#### WHAT TO PRODUCE
Please pull out every line below that contains the word "Category".

(Point-based annotation data)
++++++++++
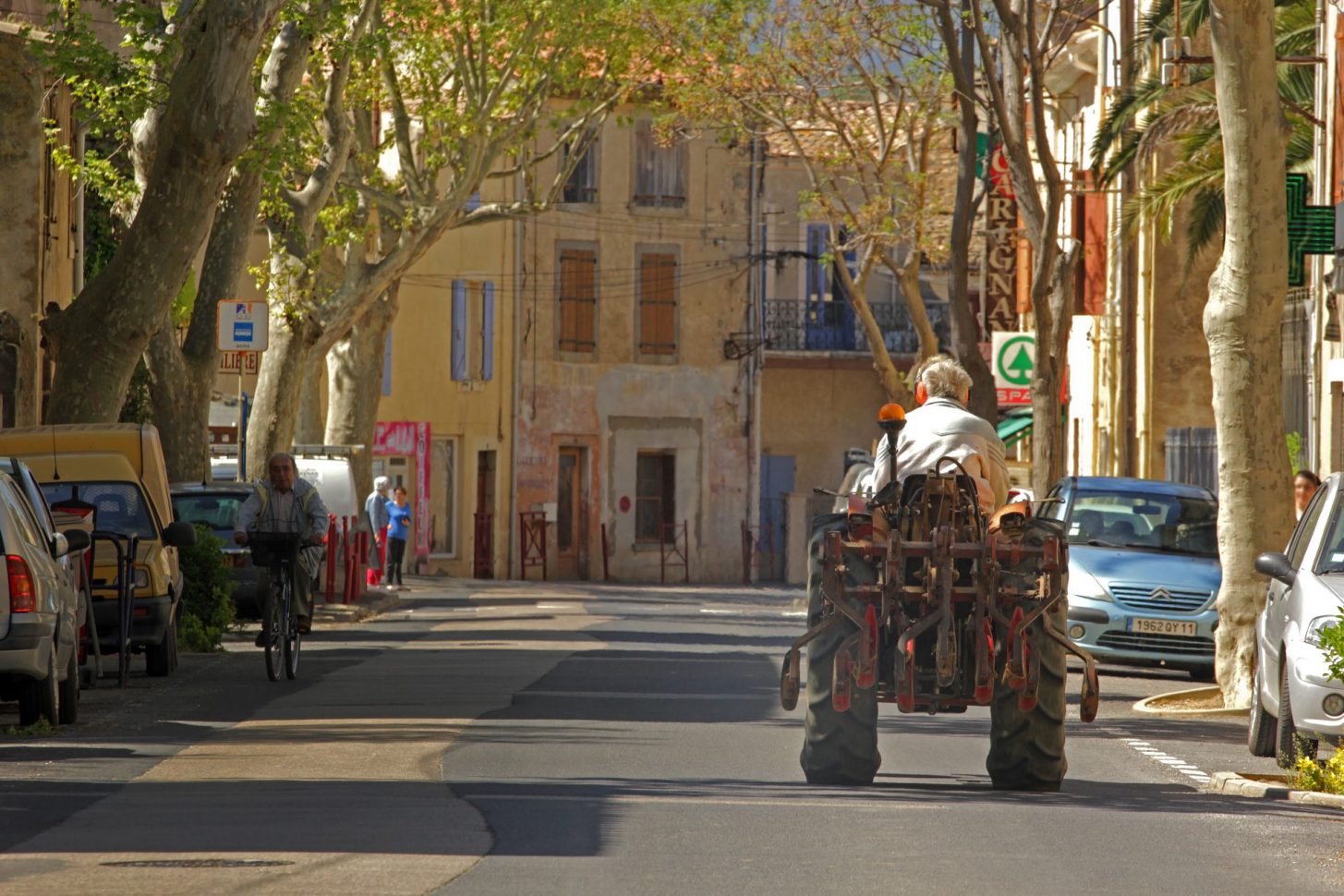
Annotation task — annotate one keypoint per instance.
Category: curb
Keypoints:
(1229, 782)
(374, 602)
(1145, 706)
++++++++++
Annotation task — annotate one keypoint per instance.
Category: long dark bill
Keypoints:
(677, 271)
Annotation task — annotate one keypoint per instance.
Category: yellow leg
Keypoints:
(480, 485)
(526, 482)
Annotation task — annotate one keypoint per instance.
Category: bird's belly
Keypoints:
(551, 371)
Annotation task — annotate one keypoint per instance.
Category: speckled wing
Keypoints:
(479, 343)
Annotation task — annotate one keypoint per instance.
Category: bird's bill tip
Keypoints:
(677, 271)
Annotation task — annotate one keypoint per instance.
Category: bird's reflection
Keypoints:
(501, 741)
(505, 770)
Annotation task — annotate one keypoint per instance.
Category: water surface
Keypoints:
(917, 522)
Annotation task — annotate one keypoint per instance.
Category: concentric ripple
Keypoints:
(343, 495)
++++++++++
#### EXPECTED OUTPUT
Category: curb
Category: long dark bill
Category: yellow leg
Category: bird's belly
Category: speckled wing
Category: bird's bill tip
Category: bird's reflection
Category: water surface
Category: concentric ripple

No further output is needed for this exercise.